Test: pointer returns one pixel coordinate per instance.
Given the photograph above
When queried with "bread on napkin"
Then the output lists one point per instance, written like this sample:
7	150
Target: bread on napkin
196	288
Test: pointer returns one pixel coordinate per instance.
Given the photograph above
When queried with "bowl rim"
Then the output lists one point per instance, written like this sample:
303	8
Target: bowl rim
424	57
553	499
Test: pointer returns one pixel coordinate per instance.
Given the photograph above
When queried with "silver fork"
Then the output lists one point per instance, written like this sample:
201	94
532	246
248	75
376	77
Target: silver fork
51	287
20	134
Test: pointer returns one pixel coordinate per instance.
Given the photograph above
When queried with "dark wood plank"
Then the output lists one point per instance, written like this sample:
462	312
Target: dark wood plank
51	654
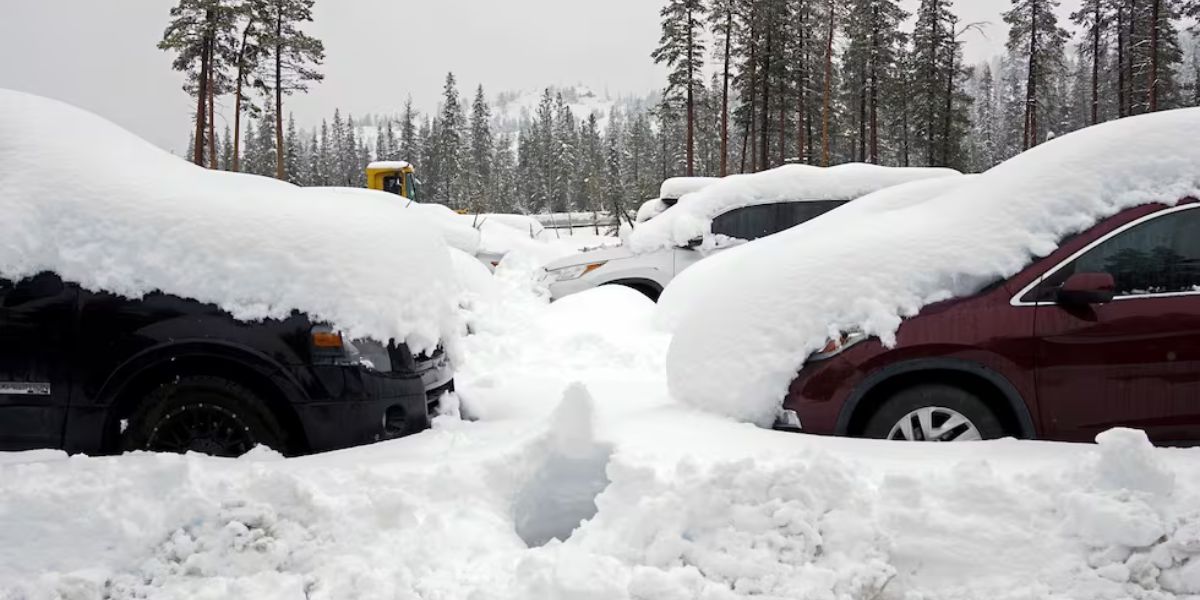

[Task instructions]:
What is needed is the data above, retyped exactly, with every picture left out.

[Final answer]:
Test: pointer returns one pixel coordinate per instance.
Given the photograph above
When queried with "bread on napkin"
Then the output lists one point per instance, written like this sample:
7	150
Target: bread on napkin
196	288
Test: pointer returns one pixel coordinate per instance.
Given the photograph above
When queried with "bowl rim"
Then the output lists one point per instance, written like this sample:
303	8
Target: bowl rim
424	57
553	499
Test: pointer returns one pixel coordinate per instance.
Given the photograph above
When queried with "silver fork"
Then the output lists one point per instance, written like this sample:
201	94
532	246
248	75
376	77
Target: silver fork
51	287
20	134
Test: pointer returns one pixel coordinate per instance.
Given the photograph above
When queried with "dark wood plank"
Then the output lists one point per instance, written like this sample:
462	312
Target: dark wood plank
51	654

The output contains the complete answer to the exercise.